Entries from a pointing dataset
######

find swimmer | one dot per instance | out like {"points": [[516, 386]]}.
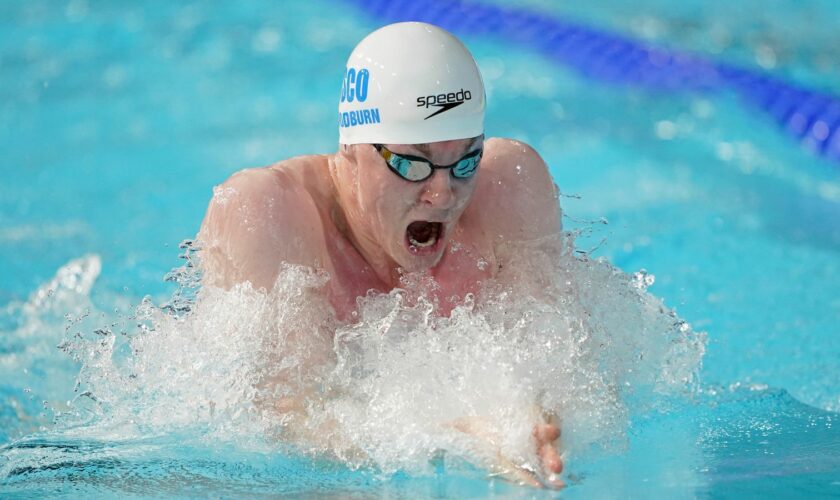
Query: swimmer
{"points": [[414, 179]]}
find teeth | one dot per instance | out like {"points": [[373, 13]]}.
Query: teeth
{"points": [[432, 240]]}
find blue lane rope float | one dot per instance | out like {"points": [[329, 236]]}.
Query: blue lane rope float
{"points": [[812, 117]]}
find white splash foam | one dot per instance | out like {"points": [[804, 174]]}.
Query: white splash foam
{"points": [[574, 337]]}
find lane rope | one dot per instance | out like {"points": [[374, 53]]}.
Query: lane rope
{"points": [[811, 117]]}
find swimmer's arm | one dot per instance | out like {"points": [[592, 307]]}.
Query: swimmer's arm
{"points": [[256, 220], [520, 197], [545, 435]]}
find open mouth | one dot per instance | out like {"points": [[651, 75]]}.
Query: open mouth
{"points": [[424, 234]]}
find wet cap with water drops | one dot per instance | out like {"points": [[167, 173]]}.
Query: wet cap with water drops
{"points": [[410, 83]]}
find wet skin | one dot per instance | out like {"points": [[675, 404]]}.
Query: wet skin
{"points": [[348, 214]]}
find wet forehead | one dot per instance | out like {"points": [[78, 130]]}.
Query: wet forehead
{"points": [[425, 150]]}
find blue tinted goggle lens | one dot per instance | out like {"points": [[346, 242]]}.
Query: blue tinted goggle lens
{"points": [[416, 169]]}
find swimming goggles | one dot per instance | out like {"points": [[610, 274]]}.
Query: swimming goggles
{"points": [[416, 169]]}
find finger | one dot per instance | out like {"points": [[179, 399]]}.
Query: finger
{"points": [[551, 459], [546, 433], [508, 471]]}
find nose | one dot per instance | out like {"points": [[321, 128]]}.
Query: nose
{"points": [[437, 190]]}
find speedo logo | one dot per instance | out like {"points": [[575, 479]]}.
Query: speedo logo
{"points": [[443, 101]]}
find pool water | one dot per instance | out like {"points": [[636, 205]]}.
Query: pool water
{"points": [[117, 119]]}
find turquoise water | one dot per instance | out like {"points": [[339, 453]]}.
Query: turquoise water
{"points": [[116, 120]]}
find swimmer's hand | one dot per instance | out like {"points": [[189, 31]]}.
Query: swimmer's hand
{"points": [[545, 434]]}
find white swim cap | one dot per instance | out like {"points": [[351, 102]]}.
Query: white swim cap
{"points": [[410, 83]]}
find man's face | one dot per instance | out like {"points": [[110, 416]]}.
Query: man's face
{"points": [[413, 221]]}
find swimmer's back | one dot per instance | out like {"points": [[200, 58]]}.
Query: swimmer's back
{"points": [[262, 217]]}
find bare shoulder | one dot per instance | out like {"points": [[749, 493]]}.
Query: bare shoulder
{"points": [[258, 219], [515, 192]]}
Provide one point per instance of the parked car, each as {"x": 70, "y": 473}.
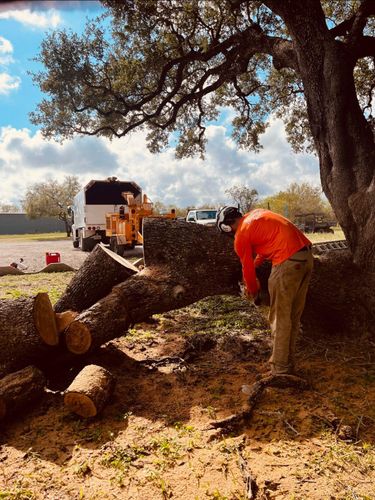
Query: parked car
{"x": 314, "y": 223}
{"x": 206, "y": 217}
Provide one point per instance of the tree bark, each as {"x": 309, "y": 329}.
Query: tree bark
{"x": 101, "y": 270}
{"x": 64, "y": 319}
{"x": 340, "y": 297}
{"x": 20, "y": 389}
{"x": 203, "y": 263}
{"x": 184, "y": 263}
{"x": 89, "y": 392}
{"x": 343, "y": 137}
{"x": 27, "y": 328}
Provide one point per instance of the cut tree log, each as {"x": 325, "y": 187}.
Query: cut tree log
{"x": 89, "y": 391}
{"x": 99, "y": 273}
{"x": 64, "y": 319}
{"x": 341, "y": 296}
{"x": 20, "y": 389}
{"x": 27, "y": 327}
{"x": 184, "y": 263}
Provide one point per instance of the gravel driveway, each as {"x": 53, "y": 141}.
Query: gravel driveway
{"x": 34, "y": 253}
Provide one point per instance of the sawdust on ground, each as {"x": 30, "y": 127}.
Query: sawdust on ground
{"x": 177, "y": 374}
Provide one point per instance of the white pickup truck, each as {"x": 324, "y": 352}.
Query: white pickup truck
{"x": 206, "y": 217}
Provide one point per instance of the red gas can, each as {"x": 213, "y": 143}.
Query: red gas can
{"x": 52, "y": 257}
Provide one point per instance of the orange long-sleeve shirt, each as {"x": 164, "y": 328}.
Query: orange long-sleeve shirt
{"x": 268, "y": 236}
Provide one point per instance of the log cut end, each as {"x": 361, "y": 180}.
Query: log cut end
{"x": 64, "y": 319}
{"x": 89, "y": 391}
{"x": 44, "y": 319}
{"x": 77, "y": 338}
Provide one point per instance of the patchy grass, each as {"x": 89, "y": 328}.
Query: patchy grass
{"x": 33, "y": 237}
{"x": 27, "y": 285}
{"x": 153, "y": 440}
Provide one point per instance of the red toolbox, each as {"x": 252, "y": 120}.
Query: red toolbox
{"x": 52, "y": 257}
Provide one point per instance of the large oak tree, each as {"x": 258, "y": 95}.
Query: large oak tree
{"x": 171, "y": 66}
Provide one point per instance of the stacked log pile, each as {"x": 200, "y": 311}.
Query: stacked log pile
{"x": 183, "y": 263}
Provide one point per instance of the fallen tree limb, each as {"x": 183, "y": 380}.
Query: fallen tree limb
{"x": 89, "y": 391}
{"x": 99, "y": 273}
{"x": 236, "y": 422}
{"x": 250, "y": 484}
{"x": 20, "y": 389}
{"x": 176, "y": 275}
{"x": 27, "y": 328}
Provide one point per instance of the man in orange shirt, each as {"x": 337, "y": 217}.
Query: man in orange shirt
{"x": 263, "y": 235}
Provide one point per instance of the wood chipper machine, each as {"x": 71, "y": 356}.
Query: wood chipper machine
{"x": 124, "y": 227}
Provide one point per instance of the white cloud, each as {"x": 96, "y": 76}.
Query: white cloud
{"x": 8, "y": 83}
{"x": 26, "y": 158}
{"x": 5, "y": 46}
{"x": 28, "y": 17}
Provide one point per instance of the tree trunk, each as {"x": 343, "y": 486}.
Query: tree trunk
{"x": 340, "y": 297}
{"x": 343, "y": 138}
{"x": 101, "y": 270}
{"x": 20, "y": 389}
{"x": 27, "y": 327}
{"x": 89, "y": 391}
{"x": 184, "y": 263}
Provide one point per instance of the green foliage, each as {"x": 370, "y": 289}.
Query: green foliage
{"x": 173, "y": 66}
{"x": 297, "y": 198}
{"x": 243, "y": 196}
{"x": 9, "y": 208}
{"x": 51, "y": 198}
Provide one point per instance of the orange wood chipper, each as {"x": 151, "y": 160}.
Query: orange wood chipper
{"x": 124, "y": 228}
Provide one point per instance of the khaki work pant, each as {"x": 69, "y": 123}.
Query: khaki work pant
{"x": 288, "y": 284}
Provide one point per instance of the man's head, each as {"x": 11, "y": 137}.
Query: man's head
{"x": 227, "y": 219}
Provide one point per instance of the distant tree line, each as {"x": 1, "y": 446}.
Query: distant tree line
{"x": 297, "y": 198}
{"x": 53, "y": 199}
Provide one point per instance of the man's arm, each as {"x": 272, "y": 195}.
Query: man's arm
{"x": 244, "y": 252}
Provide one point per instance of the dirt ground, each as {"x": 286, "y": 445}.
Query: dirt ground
{"x": 177, "y": 375}
{"x": 34, "y": 252}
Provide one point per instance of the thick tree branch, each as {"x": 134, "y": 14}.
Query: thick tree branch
{"x": 355, "y": 24}
{"x": 364, "y": 47}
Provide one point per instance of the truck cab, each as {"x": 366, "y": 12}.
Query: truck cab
{"x": 91, "y": 205}
{"x": 204, "y": 216}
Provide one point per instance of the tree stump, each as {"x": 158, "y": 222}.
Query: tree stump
{"x": 99, "y": 273}
{"x": 27, "y": 327}
{"x": 20, "y": 389}
{"x": 89, "y": 391}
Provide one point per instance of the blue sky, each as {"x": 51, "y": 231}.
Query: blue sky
{"x": 25, "y": 157}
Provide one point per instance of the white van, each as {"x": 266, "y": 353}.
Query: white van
{"x": 206, "y": 217}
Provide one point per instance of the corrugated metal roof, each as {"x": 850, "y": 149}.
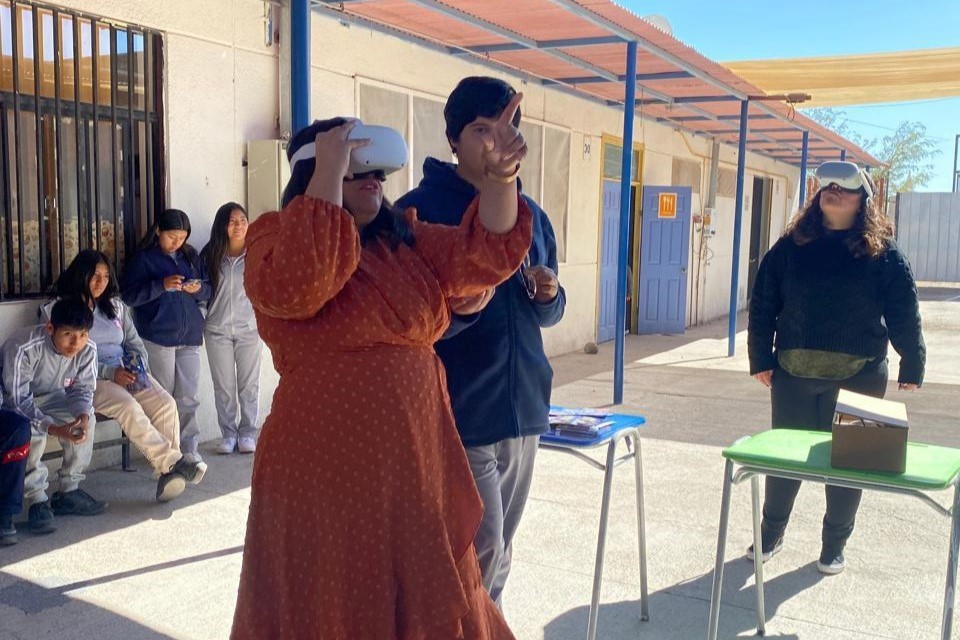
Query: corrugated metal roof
{"x": 581, "y": 45}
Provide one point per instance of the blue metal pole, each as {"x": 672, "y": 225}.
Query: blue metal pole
{"x": 803, "y": 170}
{"x": 737, "y": 224}
{"x": 629, "y": 107}
{"x": 299, "y": 63}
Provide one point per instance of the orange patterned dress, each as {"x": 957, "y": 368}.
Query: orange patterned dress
{"x": 363, "y": 507}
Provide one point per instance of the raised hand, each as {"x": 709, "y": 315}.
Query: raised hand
{"x": 333, "y": 149}
{"x": 505, "y": 147}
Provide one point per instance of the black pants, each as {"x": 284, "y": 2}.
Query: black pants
{"x": 809, "y": 403}
{"x": 14, "y": 446}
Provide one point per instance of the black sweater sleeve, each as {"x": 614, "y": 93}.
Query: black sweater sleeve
{"x": 901, "y": 313}
{"x": 765, "y": 305}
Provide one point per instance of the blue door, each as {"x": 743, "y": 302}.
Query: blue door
{"x": 609, "y": 244}
{"x": 664, "y": 253}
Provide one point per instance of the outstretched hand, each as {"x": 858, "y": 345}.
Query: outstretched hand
{"x": 333, "y": 149}
{"x": 505, "y": 147}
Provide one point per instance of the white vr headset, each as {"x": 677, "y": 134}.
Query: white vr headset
{"x": 387, "y": 151}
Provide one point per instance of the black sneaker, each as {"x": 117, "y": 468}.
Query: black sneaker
{"x": 831, "y": 563}
{"x": 76, "y": 503}
{"x": 8, "y": 532}
{"x": 768, "y": 552}
{"x": 192, "y": 470}
{"x": 170, "y": 485}
{"x": 40, "y": 518}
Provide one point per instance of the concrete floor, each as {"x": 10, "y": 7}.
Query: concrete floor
{"x": 147, "y": 571}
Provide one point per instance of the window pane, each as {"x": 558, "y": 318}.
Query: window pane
{"x": 27, "y": 197}
{"x": 139, "y": 96}
{"x": 429, "y": 136}
{"x": 47, "y": 47}
{"x": 556, "y": 184}
{"x": 6, "y": 48}
{"x": 387, "y": 108}
{"x": 530, "y": 167}
{"x": 69, "y": 198}
{"x": 612, "y": 161}
{"x": 86, "y": 61}
{"x": 25, "y": 50}
{"x": 103, "y": 65}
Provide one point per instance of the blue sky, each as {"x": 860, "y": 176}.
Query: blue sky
{"x": 756, "y": 30}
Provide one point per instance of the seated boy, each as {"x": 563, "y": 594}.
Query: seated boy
{"x": 49, "y": 374}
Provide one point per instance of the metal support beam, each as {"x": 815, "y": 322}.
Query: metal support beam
{"x": 641, "y": 77}
{"x": 299, "y": 63}
{"x": 737, "y": 228}
{"x": 626, "y": 173}
{"x": 803, "y": 170}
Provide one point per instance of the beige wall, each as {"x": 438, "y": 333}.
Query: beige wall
{"x": 221, "y": 85}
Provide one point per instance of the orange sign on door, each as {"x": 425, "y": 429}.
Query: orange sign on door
{"x": 668, "y": 205}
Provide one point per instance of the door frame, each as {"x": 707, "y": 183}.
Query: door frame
{"x": 607, "y": 139}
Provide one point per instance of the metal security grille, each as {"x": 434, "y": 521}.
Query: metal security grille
{"x": 81, "y": 140}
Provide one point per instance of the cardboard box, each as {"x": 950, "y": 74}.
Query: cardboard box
{"x": 869, "y": 434}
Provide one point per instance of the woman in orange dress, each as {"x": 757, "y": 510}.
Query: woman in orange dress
{"x": 363, "y": 508}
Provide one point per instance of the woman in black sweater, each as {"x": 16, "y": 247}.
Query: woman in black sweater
{"x": 829, "y": 297}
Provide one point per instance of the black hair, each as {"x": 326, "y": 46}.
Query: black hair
{"x": 74, "y": 282}
{"x": 476, "y": 97}
{"x": 71, "y": 313}
{"x": 213, "y": 253}
{"x": 170, "y": 220}
{"x": 870, "y": 235}
{"x": 389, "y": 223}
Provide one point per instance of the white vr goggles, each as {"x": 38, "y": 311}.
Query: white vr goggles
{"x": 846, "y": 175}
{"x": 387, "y": 151}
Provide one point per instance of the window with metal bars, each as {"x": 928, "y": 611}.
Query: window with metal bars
{"x": 81, "y": 140}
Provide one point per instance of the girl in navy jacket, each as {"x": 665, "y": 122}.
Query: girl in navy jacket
{"x": 164, "y": 283}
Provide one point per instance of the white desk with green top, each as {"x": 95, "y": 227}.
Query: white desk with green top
{"x": 805, "y": 455}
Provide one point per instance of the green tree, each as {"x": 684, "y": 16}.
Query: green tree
{"x": 907, "y": 151}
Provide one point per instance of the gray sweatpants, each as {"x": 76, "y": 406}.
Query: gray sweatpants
{"x": 76, "y": 457}
{"x": 177, "y": 369}
{"x": 235, "y": 367}
{"x": 503, "y": 472}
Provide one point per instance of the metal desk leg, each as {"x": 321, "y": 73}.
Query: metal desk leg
{"x": 714, "y": 623}
{"x": 949, "y": 594}
{"x": 758, "y": 555}
{"x": 602, "y": 539}
{"x": 641, "y": 529}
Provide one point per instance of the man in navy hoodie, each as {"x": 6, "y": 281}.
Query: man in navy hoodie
{"x": 498, "y": 375}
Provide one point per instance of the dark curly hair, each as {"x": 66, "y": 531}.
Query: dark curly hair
{"x": 74, "y": 282}
{"x": 870, "y": 235}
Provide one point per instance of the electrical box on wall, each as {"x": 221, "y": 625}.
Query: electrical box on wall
{"x": 267, "y": 175}
{"x": 709, "y": 221}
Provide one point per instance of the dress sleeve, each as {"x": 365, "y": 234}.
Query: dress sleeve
{"x": 467, "y": 258}
{"x": 298, "y": 259}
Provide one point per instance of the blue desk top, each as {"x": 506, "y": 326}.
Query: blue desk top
{"x": 620, "y": 421}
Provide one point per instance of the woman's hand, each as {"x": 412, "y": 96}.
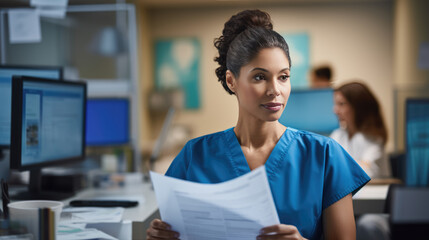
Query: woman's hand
{"x": 280, "y": 231}
{"x": 160, "y": 230}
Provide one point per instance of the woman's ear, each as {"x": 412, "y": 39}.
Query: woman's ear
{"x": 230, "y": 80}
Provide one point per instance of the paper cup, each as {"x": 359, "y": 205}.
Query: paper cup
{"x": 27, "y": 213}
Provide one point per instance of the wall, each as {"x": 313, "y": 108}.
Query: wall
{"x": 356, "y": 38}
{"x": 411, "y": 30}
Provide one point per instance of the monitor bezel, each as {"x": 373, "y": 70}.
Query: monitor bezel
{"x": 101, "y": 145}
{"x": 16, "y": 128}
{"x": 31, "y": 67}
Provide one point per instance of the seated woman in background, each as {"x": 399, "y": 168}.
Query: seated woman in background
{"x": 362, "y": 133}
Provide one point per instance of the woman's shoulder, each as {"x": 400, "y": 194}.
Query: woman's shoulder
{"x": 209, "y": 138}
{"x": 310, "y": 137}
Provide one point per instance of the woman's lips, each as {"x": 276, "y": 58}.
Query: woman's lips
{"x": 272, "y": 106}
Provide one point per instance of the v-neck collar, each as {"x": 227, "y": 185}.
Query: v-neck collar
{"x": 275, "y": 158}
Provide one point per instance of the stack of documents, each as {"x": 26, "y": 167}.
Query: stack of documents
{"x": 74, "y": 220}
{"x": 236, "y": 209}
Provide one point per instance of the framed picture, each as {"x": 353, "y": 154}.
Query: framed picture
{"x": 177, "y": 66}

######

### WHAT THE EXERCISE ASKS
Repeat exactly the lines from the one holding "Provide one point per instance of the blue desk" through the last line of the entries, both included; the pictures do not belong in the copy.

### WRITTEN RESPONSE
Provide one point per instance of the blue desk top, each as {"x": 506, "y": 326}.
Query: blue desk top
{"x": 620, "y": 421}
Provide one point per instance of the woman's hand, each as {"x": 412, "y": 96}.
Query: woman's hand
{"x": 280, "y": 231}
{"x": 160, "y": 230}
Provide one point per instance of the woman's ear, each as {"x": 412, "y": 39}.
Query: woman's ear
{"x": 230, "y": 80}
Provide one point per instance of the paper cup, each as {"x": 359, "y": 205}.
Query: paper cup
{"x": 27, "y": 213}
Provide one point per instance of the wall, each as {"x": 313, "y": 108}.
Query: wall
{"x": 356, "y": 38}
{"x": 411, "y": 30}
Provide one point per instance of the monitor bezel, each as {"x": 373, "y": 70}.
Query: monitor bezel
{"x": 101, "y": 145}
{"x": 16, "y": 128}
{"x": 31, "y": 67}
Provide one point per instance of the seated woman in background, each as {"x": 399, "y": 168}.
Query: seated woman in background
{"x": 362, "y": 133}
Provide one point per instance of the woman's shoulder, each as {"x": 400, "y": 194}.
Query: woman's shoulder
{"x": 209, "y": 138}
{"x": 310, "y": 137}
Provide one point per instance of the woman's lips, each as {"x": 276, "y": 58}.
Query: woman's lips
{"x": 272, "y": 106}
Provide one point per instance of the v-neck collar, each as {"x": 227, "y": 185}.
Query: v-neck collar
{"x": 275, "y": 158}
Provide one point per instance of the stack of documents, each as {"x": 26, "y": 167}.
Query: stack of documents
{"x": 74, "y": 220}
{"x": 236, "y": 209}
Provide one point per instance of the framed picture, each as {"x": 353, "y": 154}.
Query: framed picture
{"x": 177, "y": 66}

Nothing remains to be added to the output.